* WORK TASK
From the line with "One point rides on each instance of the tree" through the final line, please write out the listing exactly, including both of those lines.

* INFORMATION
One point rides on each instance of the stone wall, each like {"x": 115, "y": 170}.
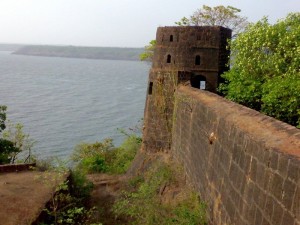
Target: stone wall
{"x": 182, "y": 55}
{"x": 245, "y": 165}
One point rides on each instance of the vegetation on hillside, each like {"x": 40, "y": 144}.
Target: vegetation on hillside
{"x": 264, "y": 72}
{"x": 217, "y": 16}
{"x": 160, "y": 196}
{"x": 13, "y": 141}
{"x": 111, "y": 53}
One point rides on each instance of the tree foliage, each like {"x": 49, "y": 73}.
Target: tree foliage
{"x": 265, "y": 71}
{"x": 216, "y": 16}
{"x": 13, "y": 140}
{"x": 2, "y": 117}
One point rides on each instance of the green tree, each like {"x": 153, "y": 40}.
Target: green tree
{"x": 2, "y": 117}
{"x": 216, "y": 16}
{"x": 20, "y": 140}
{"x": 265, "y": 71}
{"x": 7, "y": 147}
{"x": 207, "y": 16}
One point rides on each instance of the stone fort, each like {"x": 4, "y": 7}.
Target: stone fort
{"x": 245, "y": 165}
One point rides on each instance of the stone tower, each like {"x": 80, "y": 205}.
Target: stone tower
{"x": 195, "y": 56}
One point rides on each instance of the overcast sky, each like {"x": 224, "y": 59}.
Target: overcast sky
{"x": 117, "y": 23}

* TASK RESPONSE
One point rides on each instance of the tree foliage, each like {"x": 49, "y": 73}.
Target: tree foliage
{"x": 265, "y": 71}
{"x": 216, "y": 16}
{"x": 13, "y": 140}
{"x": 2, "y": 117}
One point rides on each instance of the green tree, each like {"x": 153, "y": 40}.
Target: green tree
{"x": 2, "y": 117}
{"x": 216, "y": 16}
{"x": 20, "y": 140}
{"x": 265, "y": 71}
{"x": 7, "y": 147}
{"x": 207, "y": 16}
One point rides on each instance of the stone fort, each like {"x": 4, "y": 7}.
Target: stone fort
{"x": 245, "y": 165}
One point rides on each instance of the stone tower, each like {"x": 80, "y": 205}.
Target: stone tower
{"x": 195, "y": 56}
One point rides on each instance of the overcast sky, each like {"x": 224, "y": 59}.
Target: overcast sky
{"x": 117, "y": 23}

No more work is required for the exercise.